**STATED PROBLEM 1**
Reproduce the entire passage on VI algorithm stability below, verbatim.

**SUPPLIED TEXT**
Improving the system stability for the VI algorithm

The performance of the original VI algorithm²¹ is unstable when a massive amount of constraint points is collected. For example, if constraint points were collected for the CONUS region in January 2009 (i.e., ~130,000 points), the original linear system (3) will become singular and the whole system will break down. A proposed solution for this problem is using MINRES algorithm by Paige and Saunders²³. MINRES is a Krylov subspace method for solving large symmetric systems. When applied to an inconsistent system (i.e., a singular symmetric linear problem), Paige et al.³³ and Choi³⁴ reported that MINRES maintains the system stability and provides a least-squares solution.

Paige et al.³³ analyzed the convergence behavior of the MINRES method in singular systems and concluded its residual monotonically decreases toward the origin satisfying several convergence properties. Interested readers should refer to Paige et al.³³.

In our implementation of the MINRES algorithm, to ensure both the system stability and accuracy, besides setting the tolerance threshold of 1e-08 (i.e. the smaller the threshold is, the more reliable the results become), we also specified the maximum number of iterations as 1000. Hence, when either of these conditions was reached, the algorithm terminated. In a small experiment, we compared the system stability of VI using both traditional LU decomposition and the MINRES method over the CONUS region in January 2009. The performance was measured by the time elapsed over the increment of the interpolation period. Both methods started by using five consecutive days as a calculation unit. However, as more points were collected, the ordinary LU decomposition resulted in a system broke down (Fig. 2). In contrast, the MINRES method demonstrated its superiority by maintaining the system stability and accelerating the computation time. It is worth noting that, in all singular cases, the MINRES terminated before reaching the maximum number of iterations. This termination indicated that the system accuracy was also guaranteed.

**STATED PROBLEM 2**
How many lines of the rows below contain the word "coat"? Reply with the number alone.

**DATA PROVIDED**

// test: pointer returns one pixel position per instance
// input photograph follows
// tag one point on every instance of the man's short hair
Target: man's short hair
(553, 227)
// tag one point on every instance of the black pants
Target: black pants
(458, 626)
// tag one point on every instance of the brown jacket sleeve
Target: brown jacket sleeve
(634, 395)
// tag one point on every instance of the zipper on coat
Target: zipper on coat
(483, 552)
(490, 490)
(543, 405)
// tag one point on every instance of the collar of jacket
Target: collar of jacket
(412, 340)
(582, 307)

==

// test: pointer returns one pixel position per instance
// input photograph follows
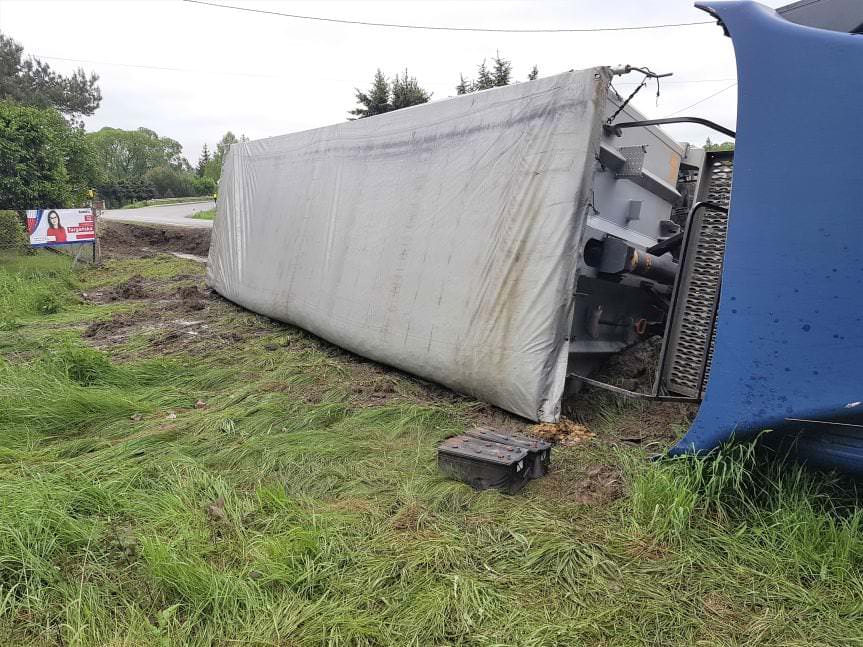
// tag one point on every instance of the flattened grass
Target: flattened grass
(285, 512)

**CORRECT RESPONSE 1**
Improving the system stability for the VI algorithm

The performance of the original VI algorithm²¹ is unstable when a massive amount of constraint points is collected. For example, if constraint points were collected for the CONUS region in January 2009 (i.e., ~130,000 points), the original linear system (3) will become singular and the whole system will break down. A proposed solution for this problem is using MINRES algorithm by Paige and Saunders²³. MINRES is a Krylov subspace method for solving large symmetric systems. When applied to an inconsistent system (i.e., a singular symmetric linear problem), Paige et al.³³ and Choi³⁴ reported that MINRES maintains the system stability and provides a least-squares solution.

Paige et al.³³ analyzed the convergence behavior of the MINRES method in singular systems and concluded its residual monotonically decreases toward the origin satisfying several convergence properties. Interested readers should refer to Paige et al.³³.

In our implementation of the MINRES algorithm, to ensure both the system stability and accuracy, besides setting the tolerance threshold of 1e-08 (i.e. the smaller the threshold is, the more reliable the results become), we also specified the maximum number of iterations as 1000. Hence, when either of these conditions was reached, the algorithm terminated. In a small experiment, we compared the system stability of VI using both traditional LU decomposition and the MINRES method over the CONUS region in January 2009. The performance was measured by the time elapsed over the increment of the interpolation period. Both methods started by using five consecutive days as a calculation unit. However, as more points were collected, the ordinary LU decomposition resulted in a system broke down (Fig. 2). In contrast, the MINRES method demonstrated its superiority by maintaining the system stability and accelerating the computation time. It is worth noting that, in all singular cases, the MINRES terminated before reaching the maximum number of iterations. This termination indicated that the system accuracy was also guaranteed.

**CORRECT RESPONSE 2**
2